--- Provided passage ---
○ ○ ○ ○ ○

More thoughts from the Weitzman event
Posted by Daniel Hall on April 4, 2008
That Marty Weitzman talk I attended last month not only featured Weitzman but also had some pretty amazing discussants including Richard Posner and Tom Schelling. There were plenty of juicy tidbits (besides the one I’ve already mentioned) and so I’ve gone through my notes and have tried to pull out a few of the highlights. There’s enough here that I’m putting it all below the fold…
1. On the implications of his central point about uncertainty (described in my previous post): It should shift the focus of climate economics analyses from the mean outcomes (e.g., the central estimates of benefit-cost analysis) to the importance of the assumptions that go into any analysis. It should also shift the conversation towards what risks we are willing to run for certain kinds of catastrophe.
2. On geoengineering: We should develop it. Any solution that would cap our downside exposure would at least give us an upper bound for the cost of catastrophe. He also noted that our aversion to geoengineering is odd, basically saying, “Shooting particles into the upper atmosphere is not OK, but pumping a bunch of carbon dioxide underground is?”
3. On the difference between reducing emissions and geoengineering: Mitigation is expensive, works over long times scale, and suffers from the free rider problem. Ensuring collective action is hard. Geoengineering is cheap, works over short time scales, and the private benefits could exceed the costs for an individual nation. This implies we may need international agreement to limit who could deploy geoengineering and when.
4. On discount rates: It is unclear what discount rate to use if there are big uncertainties about economic growth, i.e., future (dis)utility is unknown. [DH: If the economy is going to shrink should we use negative discount rates?]
5. On other catastrophes: Could bioengineering create an irreversible Frankenfood disaster? Agreed it is unlikely but is generally disappointed that we know so little about catastrophic risk, and isn’t sure that anthropogenic global warming is the biggest risk we face.
6. On fat tails and the threshold for taking action: We may not need to quantify the risk of truly enormous catastrophe in order to take action, e.g., a 1% chance of 10 degrees Celsius of warming may be enough to act very strongly even ignoring other scarier outcomes.

○ ○ ○ ○ ○

--- Exercise ---
Answer from the post on the Weitzman event:
1. Which two discussants besides Weitzman are named?
2. What three drawbacks of mitigation are listed in the point comparing reducing emissions with geoengineering?
3. In the point on fat tails, what chance of how much warming is offered as possibly enough to act very strongly?

Dataset excerpts

○ ○ ○ ○ ○

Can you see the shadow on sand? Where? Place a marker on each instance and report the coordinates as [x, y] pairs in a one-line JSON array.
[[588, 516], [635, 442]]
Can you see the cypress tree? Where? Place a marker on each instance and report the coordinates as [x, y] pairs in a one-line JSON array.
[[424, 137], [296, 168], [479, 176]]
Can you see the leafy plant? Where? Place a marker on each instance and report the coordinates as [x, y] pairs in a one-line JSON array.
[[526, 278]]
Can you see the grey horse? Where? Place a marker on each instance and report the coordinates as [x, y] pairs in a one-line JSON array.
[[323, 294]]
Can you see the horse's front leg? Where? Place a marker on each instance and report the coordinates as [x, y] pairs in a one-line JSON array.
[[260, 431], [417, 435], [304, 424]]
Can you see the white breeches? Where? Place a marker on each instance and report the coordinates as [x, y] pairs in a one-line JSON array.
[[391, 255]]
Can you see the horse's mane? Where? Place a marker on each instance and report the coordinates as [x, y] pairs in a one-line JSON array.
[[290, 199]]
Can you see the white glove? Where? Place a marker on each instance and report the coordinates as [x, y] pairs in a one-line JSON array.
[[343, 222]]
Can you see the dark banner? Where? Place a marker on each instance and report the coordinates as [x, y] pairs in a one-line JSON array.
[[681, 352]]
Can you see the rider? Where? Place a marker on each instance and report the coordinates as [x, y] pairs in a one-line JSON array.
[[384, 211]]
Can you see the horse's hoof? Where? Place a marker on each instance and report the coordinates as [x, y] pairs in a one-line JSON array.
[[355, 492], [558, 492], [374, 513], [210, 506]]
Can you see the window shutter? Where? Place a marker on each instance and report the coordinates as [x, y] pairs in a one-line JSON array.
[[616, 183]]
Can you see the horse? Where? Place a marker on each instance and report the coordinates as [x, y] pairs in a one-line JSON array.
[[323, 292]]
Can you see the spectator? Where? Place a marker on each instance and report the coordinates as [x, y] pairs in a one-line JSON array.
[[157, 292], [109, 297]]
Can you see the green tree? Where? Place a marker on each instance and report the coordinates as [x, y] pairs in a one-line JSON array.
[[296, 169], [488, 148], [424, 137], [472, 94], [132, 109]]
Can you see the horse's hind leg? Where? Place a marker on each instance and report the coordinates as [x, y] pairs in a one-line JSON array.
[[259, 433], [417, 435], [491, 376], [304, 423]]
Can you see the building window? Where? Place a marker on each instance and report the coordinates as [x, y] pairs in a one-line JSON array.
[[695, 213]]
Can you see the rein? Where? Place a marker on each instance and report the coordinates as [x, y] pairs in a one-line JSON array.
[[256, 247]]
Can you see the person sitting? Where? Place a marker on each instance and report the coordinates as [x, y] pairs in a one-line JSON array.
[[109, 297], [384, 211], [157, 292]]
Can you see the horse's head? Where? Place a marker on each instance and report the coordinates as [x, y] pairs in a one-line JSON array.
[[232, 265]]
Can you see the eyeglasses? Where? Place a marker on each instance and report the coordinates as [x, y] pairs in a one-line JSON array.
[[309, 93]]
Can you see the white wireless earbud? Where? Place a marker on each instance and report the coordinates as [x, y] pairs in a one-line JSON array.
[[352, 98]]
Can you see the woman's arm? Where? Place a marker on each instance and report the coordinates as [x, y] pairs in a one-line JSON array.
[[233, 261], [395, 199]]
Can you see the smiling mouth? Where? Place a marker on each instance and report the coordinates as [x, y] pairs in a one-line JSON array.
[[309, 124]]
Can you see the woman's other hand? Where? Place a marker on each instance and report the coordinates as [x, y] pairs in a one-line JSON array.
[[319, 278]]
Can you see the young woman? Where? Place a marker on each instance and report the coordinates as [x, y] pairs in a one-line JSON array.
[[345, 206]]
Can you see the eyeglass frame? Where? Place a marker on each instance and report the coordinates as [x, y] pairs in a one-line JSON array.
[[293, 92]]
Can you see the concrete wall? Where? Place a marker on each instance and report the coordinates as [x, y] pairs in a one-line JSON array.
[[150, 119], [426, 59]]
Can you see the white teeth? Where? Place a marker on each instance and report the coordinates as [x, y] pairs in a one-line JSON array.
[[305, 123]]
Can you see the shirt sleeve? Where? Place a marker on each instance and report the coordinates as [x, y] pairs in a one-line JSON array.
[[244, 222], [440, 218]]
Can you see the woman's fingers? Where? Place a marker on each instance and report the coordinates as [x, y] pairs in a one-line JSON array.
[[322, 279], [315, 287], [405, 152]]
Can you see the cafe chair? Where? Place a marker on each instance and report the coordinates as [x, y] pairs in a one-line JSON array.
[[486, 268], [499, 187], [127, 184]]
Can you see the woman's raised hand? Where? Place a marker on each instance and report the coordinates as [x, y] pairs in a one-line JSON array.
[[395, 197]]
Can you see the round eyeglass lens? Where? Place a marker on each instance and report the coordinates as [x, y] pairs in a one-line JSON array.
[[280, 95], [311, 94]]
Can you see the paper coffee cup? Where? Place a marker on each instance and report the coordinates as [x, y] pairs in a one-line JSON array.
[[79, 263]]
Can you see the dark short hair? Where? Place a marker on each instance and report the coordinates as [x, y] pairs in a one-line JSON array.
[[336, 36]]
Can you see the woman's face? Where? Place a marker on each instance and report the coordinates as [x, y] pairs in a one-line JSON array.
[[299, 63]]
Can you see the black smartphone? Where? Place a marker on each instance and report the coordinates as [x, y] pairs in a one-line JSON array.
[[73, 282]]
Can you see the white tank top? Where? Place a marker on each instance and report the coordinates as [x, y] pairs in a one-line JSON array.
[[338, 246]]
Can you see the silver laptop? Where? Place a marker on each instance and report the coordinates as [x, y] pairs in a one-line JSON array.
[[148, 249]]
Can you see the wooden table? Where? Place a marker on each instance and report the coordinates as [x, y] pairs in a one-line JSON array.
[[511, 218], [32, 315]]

○ ○ ○ ○ ○

--- Reply ---
1. Richard Posner and Tom Schelling.
2. It is expensive, works over long time scales, and suffers from the free rider problem.
3. A 1% chance of 10 degrees Celsius of warming.